• [To be done]: Collect every line of the records that contains the string "logo", and copy each of those lines in full. Only matches with the same letter case count.

[Region labeling records]
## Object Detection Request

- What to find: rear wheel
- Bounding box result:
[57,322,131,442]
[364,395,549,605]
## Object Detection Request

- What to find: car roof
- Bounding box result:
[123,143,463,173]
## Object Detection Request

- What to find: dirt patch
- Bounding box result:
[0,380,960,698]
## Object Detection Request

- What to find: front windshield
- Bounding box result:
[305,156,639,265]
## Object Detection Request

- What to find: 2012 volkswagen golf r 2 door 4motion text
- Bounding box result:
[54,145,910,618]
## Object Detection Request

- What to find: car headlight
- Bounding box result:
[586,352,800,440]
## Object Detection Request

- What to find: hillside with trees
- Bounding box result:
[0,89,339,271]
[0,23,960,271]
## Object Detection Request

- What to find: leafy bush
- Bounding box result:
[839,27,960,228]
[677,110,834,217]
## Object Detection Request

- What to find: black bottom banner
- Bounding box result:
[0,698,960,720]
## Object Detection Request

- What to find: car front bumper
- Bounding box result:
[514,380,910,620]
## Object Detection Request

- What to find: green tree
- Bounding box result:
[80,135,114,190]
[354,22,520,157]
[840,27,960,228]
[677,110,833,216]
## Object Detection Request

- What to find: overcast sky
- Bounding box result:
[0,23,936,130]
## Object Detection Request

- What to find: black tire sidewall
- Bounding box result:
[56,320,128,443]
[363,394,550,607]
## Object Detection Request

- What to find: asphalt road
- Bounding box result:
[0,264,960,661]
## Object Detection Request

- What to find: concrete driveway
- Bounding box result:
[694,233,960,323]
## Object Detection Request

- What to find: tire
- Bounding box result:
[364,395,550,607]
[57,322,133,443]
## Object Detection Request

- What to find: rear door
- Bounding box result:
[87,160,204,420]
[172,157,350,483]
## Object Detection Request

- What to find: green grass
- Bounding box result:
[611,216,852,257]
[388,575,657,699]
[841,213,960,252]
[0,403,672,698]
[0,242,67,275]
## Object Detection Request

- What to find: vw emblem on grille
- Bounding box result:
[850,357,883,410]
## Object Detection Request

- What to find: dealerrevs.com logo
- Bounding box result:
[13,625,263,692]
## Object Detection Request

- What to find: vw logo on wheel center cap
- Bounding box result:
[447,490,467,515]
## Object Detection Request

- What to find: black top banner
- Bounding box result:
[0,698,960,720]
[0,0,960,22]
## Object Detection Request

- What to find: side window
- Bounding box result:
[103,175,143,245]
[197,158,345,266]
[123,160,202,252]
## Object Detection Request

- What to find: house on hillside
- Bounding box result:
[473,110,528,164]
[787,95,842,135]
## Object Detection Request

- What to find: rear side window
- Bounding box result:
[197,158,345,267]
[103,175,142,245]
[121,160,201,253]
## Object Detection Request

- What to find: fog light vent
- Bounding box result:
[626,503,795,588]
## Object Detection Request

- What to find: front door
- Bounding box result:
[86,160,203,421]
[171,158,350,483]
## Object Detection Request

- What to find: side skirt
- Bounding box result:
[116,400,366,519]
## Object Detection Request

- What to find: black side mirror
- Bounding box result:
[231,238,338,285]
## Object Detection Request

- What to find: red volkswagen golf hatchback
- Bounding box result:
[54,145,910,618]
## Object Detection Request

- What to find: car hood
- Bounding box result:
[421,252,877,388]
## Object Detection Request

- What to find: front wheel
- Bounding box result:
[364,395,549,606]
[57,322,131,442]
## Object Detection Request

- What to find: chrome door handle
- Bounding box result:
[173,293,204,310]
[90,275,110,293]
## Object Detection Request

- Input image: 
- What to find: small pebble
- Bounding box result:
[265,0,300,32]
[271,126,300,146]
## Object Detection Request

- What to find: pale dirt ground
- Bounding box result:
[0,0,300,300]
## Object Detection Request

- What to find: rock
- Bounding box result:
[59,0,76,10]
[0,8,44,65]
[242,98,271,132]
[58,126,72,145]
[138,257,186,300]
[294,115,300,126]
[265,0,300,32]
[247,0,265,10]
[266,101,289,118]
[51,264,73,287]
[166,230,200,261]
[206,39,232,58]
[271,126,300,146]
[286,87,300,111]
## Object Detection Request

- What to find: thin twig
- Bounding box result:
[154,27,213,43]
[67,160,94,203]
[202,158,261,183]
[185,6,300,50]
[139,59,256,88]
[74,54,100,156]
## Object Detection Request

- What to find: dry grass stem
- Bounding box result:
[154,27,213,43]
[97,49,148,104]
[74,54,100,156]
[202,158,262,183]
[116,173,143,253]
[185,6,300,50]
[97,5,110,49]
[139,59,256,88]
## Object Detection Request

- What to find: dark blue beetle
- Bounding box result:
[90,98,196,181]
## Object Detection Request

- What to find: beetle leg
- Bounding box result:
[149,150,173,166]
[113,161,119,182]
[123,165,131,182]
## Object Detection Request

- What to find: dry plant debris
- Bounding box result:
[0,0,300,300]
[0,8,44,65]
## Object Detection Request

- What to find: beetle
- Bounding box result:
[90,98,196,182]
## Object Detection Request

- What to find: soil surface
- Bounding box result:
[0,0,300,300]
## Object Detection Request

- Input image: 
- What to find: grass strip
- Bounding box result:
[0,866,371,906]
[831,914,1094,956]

--

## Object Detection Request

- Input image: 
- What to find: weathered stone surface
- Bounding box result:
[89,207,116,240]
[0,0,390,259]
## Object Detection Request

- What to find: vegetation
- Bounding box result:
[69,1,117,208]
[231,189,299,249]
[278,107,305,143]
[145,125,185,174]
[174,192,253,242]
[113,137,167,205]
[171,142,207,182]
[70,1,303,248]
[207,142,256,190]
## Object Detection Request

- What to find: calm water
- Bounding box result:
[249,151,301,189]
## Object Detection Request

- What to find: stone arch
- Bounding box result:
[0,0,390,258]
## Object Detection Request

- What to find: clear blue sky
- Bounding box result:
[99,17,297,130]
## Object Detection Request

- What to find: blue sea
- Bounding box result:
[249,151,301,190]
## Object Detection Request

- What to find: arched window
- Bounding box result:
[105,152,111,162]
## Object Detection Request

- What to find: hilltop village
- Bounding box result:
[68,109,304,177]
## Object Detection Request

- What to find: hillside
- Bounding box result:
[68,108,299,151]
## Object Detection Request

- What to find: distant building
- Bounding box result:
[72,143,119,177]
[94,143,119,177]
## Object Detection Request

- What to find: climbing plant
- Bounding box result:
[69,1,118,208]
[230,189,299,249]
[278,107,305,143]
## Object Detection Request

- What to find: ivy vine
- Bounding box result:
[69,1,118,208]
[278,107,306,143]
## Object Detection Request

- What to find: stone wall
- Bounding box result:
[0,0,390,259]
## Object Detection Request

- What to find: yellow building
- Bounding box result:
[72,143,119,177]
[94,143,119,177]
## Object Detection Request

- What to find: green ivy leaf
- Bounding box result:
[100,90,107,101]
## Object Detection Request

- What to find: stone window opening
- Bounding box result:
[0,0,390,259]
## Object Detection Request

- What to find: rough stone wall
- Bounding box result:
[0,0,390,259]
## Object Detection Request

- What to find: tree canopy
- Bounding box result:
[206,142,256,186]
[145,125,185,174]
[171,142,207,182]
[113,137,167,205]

• [Response to the exercise]:
- What to find: dealerrevs.com logo
- What to find: vw logo on wheel center cap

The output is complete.